■ Activity A
Answer these questions using the article on bareback rider Mason Clements:
(i) What town is Clements from?
(ii) What score did he receive on Prairie Rose?
(iii) Which bronc is he matched with for Thursday's round?
■ Activity B
Continue the article on bareback rider Mason Clements, starting after its last sentence.

■ Extracted text

================

ARLINGTON, Texas – There have been frustrating times through the first seven nights for bareback rider Mason Clements.
When things don’t go one’s way, there are two reactions that are common: A person can pout and consider all the negatives, or that same person can look at ways to improve the situation. Clements chooses the latter.
“The only thing that is really frustrating is we’re heading to Round 8, and I haven’t done what I’ve needed to do,” said Clements of Spanish Fork, Utah. “I caught good momentum right off the bat, and I’ve not kept up my end of it and rolled with the momentum. I’ve got way more to offer, so I’m not letting it get me down.
“It’s motivating. Things aren’t going your way, so it just fuels the fire. It’s good, positive, constructive criticism. I can find good things I’ve done in my rides, and I’m going to keep building off that. It’s not rocket science; it’s bareback riding.”
He has earned $34,538 at the National Finals Rodeo, and part of that came after an 80.5-point ride on Prairie Rose of the Sankey Pro Rodeos & Phenom Genetics string. He finished in a tie for sixth place and earned $2,115 in the process.
“It’s nice to get a piece of it,” he said. “I still didn’t just capitalize how I know I can and what I wanted to good. It’s always good when you’re placing and even better when you’re placing at the finals.”
He’s also going to make some minor adjustments to his equipment before he makes his eighth straight ride. That’s probably a smart thing since Thursday’s round features the second coming of the “Eliminator Pen” at this year’s finale. Clements is matched with another Sankey bronc, Mental Illness, which has yet to buck at this year’s NFR. That could be a good sign for the Utah cowboy.

================

■ Supplied entries
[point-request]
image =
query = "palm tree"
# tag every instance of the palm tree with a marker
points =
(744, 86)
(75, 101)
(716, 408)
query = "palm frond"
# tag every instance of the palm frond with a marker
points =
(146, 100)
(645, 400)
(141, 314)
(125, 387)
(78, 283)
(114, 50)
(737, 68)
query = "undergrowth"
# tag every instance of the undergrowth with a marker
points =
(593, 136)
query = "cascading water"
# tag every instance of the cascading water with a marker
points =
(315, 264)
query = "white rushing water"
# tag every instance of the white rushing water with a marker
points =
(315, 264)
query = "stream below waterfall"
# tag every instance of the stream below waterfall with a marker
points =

================

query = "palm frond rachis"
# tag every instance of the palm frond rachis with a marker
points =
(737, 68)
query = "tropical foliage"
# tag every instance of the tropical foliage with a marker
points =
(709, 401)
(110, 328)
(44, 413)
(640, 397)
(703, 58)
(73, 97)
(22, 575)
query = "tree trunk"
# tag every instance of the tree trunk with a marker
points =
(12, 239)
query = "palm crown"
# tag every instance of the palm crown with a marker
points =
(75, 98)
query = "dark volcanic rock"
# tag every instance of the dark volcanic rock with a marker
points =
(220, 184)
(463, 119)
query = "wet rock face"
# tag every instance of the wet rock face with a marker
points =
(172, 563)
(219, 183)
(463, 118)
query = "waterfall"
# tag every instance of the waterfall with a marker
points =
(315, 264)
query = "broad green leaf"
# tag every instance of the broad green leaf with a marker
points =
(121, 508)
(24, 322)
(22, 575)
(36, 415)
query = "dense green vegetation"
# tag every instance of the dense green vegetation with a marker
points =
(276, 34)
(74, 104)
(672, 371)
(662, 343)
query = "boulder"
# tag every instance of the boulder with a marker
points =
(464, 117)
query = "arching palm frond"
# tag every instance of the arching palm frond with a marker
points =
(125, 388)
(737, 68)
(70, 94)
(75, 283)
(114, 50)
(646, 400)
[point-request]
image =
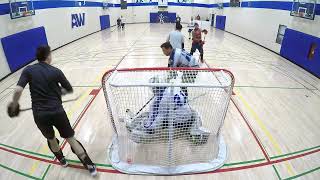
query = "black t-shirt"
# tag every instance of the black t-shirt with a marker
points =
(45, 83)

================

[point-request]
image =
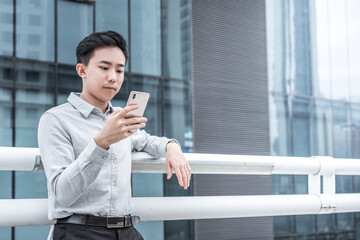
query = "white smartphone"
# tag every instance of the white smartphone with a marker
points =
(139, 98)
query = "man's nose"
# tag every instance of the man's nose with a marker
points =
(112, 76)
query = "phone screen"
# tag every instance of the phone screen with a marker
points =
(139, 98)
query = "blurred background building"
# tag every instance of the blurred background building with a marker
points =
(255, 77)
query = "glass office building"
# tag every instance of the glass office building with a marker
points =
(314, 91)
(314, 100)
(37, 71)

================

■ Exercise output A
(i) Spanish Fork, Utah.
(ii) 80.5 points.
(iii) Mental Illness.

■ Exercise output B
“After Round 6, I didn’t feel my feet a whole lot, which wasn’t allow me to squeeze and make a snappy spur ride,” he said, indicating that he’d like to get a better feel for how his feet are working when in contact with the horse. “(Wednesday) night solidified that I needed to fix my equipment. I’m not squeezing with the handle of my rigging, which, in turn, plays into how you squeeze with your legs.
“I’m healthy, and I’m glad for that. I’m starting horses really good, but there’s something between the start and the finish that’s not working.”
It’s part of being a cowboy, because bareback riders can actually help horses perform better. That’s something he hopes will change in the final three nights of the season.
“You’ve got to help them out, keep them kicking, keep them going and keep their timing,” said Clements, now a three-time NFR qualifier. “I need some more horsemanship. After I make these adjustments, I know my performance will be a lot better.
“It’s like (ProRodeo Hall of Famer) Louis Feild told me: The easiest thing you’ll ever do in your life is run your hand in the rigging and ride bucking horses. I’ve got the best job in the world, and I’m here at Globe Life Field. I get to compete against the best guys in the world and the best bucking horses.”